Reproduce the stretch of the Attoparsec commit page from "author: Mateusz Kowalczyk" through "parent: a2f3551c276cc77d3c93f048b77cab96a5e648ed (diff)", character for character.

# SELECTED EXCERPT
-=-=-
Add ByteString version of Attoparsec

author: Mateusz Kowalczyk <fuuzetsu@fuuzetsu.co.uk> 2013-07-09 14:11:22 +0100
committer: Austin Seipp <austin@well-typed.com> 2014-01-12 14:48:35 -0600
commit: c1228df0339d041b455bb993786a9ed6322c5e01 (patch)
tree: 6d42c42934820868fa931919bcdd9f45b228c222 /vendor/attoparsec-0.10.4.0/Data/Attoparsec/ByteString.hs
parent: a2f3551c276cc77d3c93f048b77cab96a5e648ed (diff)
1 files changed, 205 insertions, 0 deletions
diff --git a/vendor/attoparsec-0.10.4.0/Data/Attoparsec/ByteString.hs b/vendor/attoparsec-0.10.4.0/Data/Attoparsec/ByteString.hs
new file mode 100644
index 00000000..d2f3761c
--- /dev/null
+++ b/vendor/attoparsec-0.10.4.0/Data/Attoparsec/ByteString.hs
@@ -0,0 +1,205 @@
+-- |
+-- Module      :  Data.Attoparsec.ByteString
+-- Copyright   :  Bryan O'Sullivan 2007-2011
+-- License     :  BSD3
+--
+-- Maintainer  :  bos@serpentine.com
+-- Stability   :  experimental
+-- Portability :  unknown
+--
+-- Simple, efficient combinator parsing for 'B.ByteString' strings,
+-- loosely based on the Parsec library.
+
+module Data.Attoparsec.ByteString
+    (
+    -- * Differences from Parsec
+    -- $parsec
+
+    -- * Incremental input
+    -- $incremental
+
+    -- * Performance considerations
+    -- $performance
+
+    -- * Parser types
+      I.Parser
+    , Result
+    , T.IResult(..)
+    , I.compareResults
+
+    -- * Running parsers
+    , parse
+    , feed
+    , I.parseOnly
+    , parseWith
+    , parseTest
+
+    -- ** Result conversion
+    , maybeResult
+    , eitherResult
+
+    -- * Combinators
+    , (I.<?>)
-=-=-
# GIVEN DATA

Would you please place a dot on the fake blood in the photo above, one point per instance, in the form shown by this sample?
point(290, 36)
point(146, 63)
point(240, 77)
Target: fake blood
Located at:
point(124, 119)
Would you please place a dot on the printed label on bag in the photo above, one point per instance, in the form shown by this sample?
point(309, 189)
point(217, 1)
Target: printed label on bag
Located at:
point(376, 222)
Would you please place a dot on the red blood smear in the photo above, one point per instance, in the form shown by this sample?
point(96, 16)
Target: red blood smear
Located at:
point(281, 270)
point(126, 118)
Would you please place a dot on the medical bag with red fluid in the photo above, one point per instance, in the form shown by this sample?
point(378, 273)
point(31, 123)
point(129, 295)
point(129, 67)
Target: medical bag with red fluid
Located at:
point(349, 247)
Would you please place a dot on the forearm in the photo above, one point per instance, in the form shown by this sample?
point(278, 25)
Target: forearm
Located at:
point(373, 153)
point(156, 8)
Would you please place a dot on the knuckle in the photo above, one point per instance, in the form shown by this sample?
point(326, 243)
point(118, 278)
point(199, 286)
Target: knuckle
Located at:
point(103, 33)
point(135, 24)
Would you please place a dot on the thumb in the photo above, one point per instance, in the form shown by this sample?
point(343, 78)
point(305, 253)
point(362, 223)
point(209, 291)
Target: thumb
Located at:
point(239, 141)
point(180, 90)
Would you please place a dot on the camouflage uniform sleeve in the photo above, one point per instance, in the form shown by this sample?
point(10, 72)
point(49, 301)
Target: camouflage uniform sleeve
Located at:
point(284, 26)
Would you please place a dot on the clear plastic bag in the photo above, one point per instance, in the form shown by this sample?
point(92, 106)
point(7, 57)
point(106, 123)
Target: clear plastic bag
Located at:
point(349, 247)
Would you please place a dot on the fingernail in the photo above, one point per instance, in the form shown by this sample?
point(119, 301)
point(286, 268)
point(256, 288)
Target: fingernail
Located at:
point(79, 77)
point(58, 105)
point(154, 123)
-=-=-
# SOLUTION FOR THIS PROBLEM
author: Mateusz Kowalczyk <fuuzetsu@fuuzetsu.co.uk> 2013-07-09 14:11:22 +0100
committer: Austin Seipp <austin@well-typed.com> 2014-01-12 14:48:35 -0600
commit: c1228df0339d041b455bb993786a9ed6322c5e01 (patch)
tree: 6d42c42934820868fa931919bcdd9f45b228c222 /vendor/attoparsec-0.10.4.0/Data/Attoparsec/ByteString.hs
parent: a2f3551c276cc77d3c93f048b77cab96a5e648ed (diff)